Pull out each line of the records that contains the word "panel", and copy those lines in full. Count a line only when the letters match in case.

▶ _Supplied entries_:
------------------------------------------------------------------------

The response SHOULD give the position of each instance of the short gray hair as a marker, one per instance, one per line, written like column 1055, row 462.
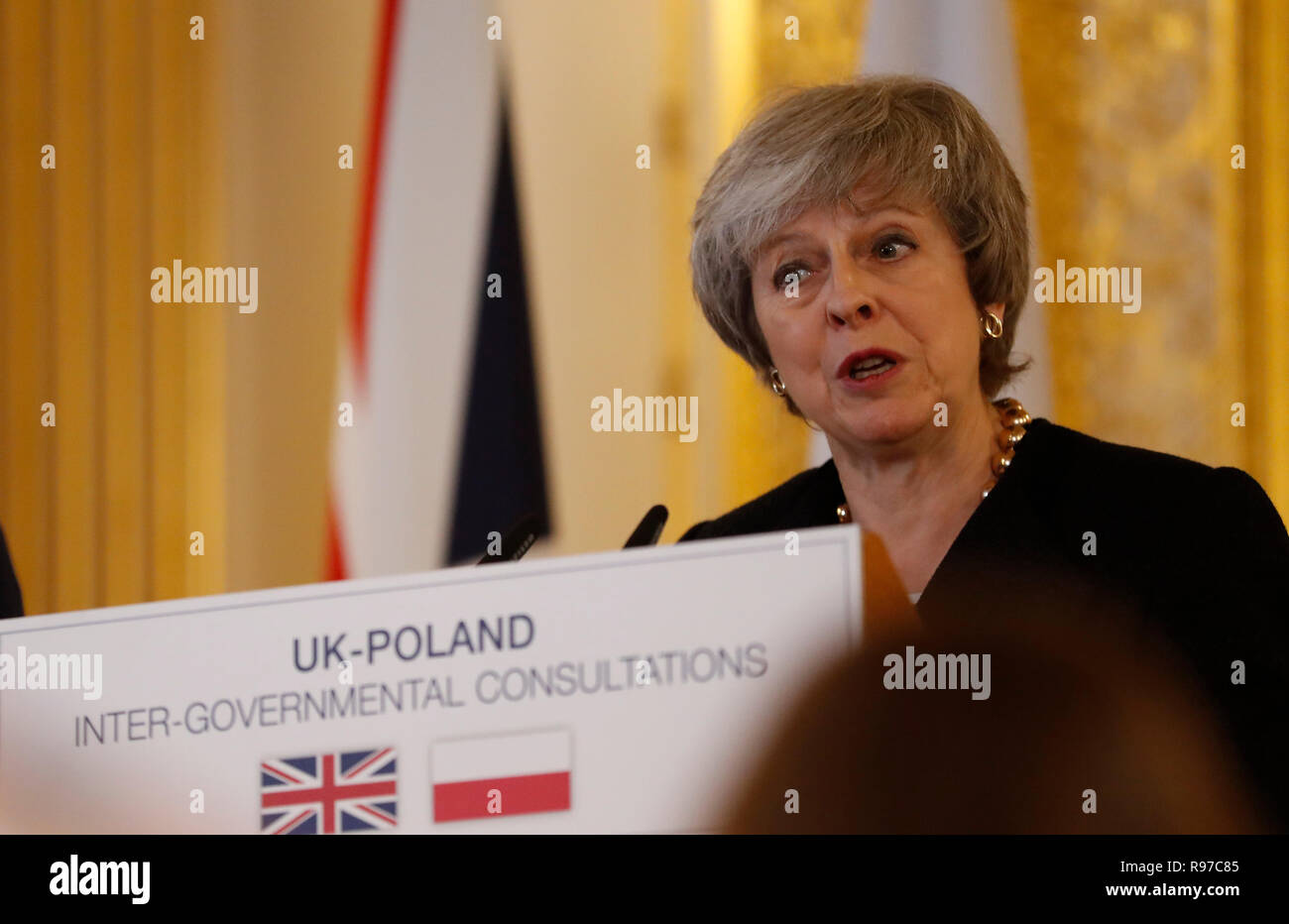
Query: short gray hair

------------------------------------------------------------------------

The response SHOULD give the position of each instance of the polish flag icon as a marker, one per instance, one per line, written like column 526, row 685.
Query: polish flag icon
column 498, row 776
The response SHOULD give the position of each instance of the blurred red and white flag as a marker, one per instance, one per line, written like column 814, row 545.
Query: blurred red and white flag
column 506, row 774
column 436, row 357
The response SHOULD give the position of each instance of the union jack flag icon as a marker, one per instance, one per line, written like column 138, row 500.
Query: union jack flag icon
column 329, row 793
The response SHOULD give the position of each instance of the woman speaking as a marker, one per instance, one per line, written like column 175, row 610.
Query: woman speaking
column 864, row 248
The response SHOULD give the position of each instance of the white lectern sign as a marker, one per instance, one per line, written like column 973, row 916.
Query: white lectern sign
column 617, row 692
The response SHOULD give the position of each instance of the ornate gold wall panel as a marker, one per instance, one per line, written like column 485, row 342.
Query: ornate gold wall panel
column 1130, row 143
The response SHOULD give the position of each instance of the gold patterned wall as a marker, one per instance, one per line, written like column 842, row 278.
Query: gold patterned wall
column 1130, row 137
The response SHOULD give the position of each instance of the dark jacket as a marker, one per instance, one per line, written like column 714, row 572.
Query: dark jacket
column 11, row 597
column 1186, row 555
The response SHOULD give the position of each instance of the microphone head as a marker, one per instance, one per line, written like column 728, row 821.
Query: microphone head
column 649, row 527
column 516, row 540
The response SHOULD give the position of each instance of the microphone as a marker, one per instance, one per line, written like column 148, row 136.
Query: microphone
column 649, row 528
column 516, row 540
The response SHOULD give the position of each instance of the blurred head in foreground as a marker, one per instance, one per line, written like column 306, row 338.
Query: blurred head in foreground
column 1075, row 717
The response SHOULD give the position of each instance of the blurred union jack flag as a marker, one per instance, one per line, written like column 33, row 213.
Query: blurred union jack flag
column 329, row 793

------------------------------------------------------------------------

▶ _Response to the task_:
The response SHOULD give the position of each instance of the ornate gold wall panel as a marker, one per instance, one per line, written like column 485, row 342.
Query: ornate gold wall panel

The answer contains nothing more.